(Stored dataset items)
** begin **
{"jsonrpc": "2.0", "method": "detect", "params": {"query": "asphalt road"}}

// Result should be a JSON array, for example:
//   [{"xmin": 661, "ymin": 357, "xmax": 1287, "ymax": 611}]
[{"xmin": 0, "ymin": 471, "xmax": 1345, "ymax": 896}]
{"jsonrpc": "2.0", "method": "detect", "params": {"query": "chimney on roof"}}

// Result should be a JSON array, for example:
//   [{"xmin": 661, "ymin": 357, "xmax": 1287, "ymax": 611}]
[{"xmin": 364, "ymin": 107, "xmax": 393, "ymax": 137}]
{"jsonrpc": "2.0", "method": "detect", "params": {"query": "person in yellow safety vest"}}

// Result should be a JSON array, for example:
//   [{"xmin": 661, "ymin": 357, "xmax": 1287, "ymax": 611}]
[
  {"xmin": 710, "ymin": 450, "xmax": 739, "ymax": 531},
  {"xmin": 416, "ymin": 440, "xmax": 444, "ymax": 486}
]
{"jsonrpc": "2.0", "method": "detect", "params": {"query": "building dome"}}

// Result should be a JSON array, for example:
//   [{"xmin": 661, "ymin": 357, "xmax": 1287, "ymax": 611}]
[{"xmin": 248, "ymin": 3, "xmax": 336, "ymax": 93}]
** end **
Stated goal: Recast the records above as a Markdown table with the columns Row and Line, starting with the line that contains "in yellow safety" and going on through the end of the records. Put a running number in Row and the line itself in Line, and leave out blank lines.

Written solution:
| Row | Line |
|---|---|
| 1 | {"jsonrpc": "2.0", "method": "detect", "params": {"query": "person in yellow safety vest"}} |
| 2 | // Result should be a JSON array, for example: |
| 3 | //   [{"xmin": 661, "ymin": 357, "xmax": 1287, "ymax": 611}] |
| 4 | [ |
| 5 |   {"xmin": 710, "ymin": 450, "xmax": 739, "ymax": 531}, |
| 6 |   {"xmin": 416, "ymin": 440, "xmax": 444, "ymax": 486} |
| 7 | ] |
| 8 | {"jsonrpc": "2.0", "method": "detect", "params": {"query": "building dome"}} |
| 9 | // Result should be a JSON array, for example: |
| 10 | //   [{"xmin": 661, "ymin": 357, "xmax": 1287, "ymax": 611}] |
| 11 | [{"xmin": 248, "ymin": 3, "xmax": 336, "ymax": 93}] |